What the task asks: Count up the lines of the data below that contain the string "query", then give only the total.

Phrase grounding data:
........
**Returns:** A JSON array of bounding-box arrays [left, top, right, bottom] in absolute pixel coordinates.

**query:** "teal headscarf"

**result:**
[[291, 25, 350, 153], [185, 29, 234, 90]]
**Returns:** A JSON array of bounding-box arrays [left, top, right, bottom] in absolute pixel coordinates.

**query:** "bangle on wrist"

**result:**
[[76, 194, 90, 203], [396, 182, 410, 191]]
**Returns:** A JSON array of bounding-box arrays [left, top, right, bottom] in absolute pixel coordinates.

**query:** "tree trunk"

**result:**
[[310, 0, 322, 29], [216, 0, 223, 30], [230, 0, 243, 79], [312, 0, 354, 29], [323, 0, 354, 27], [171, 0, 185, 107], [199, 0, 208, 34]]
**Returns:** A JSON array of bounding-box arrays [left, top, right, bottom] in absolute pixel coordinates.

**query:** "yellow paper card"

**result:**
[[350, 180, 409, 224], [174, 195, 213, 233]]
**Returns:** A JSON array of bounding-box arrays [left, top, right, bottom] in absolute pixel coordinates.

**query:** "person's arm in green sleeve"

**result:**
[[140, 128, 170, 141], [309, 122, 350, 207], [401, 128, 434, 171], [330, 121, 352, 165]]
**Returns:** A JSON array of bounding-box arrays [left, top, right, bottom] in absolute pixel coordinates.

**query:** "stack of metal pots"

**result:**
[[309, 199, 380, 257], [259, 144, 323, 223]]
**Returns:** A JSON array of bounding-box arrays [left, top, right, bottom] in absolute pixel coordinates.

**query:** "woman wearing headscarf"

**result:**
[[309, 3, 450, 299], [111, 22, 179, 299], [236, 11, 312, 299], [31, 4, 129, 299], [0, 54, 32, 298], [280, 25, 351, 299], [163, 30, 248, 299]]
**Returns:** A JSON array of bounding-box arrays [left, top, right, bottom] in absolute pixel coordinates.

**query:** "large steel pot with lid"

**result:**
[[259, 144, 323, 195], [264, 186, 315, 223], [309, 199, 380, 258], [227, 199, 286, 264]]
........
Task output: 8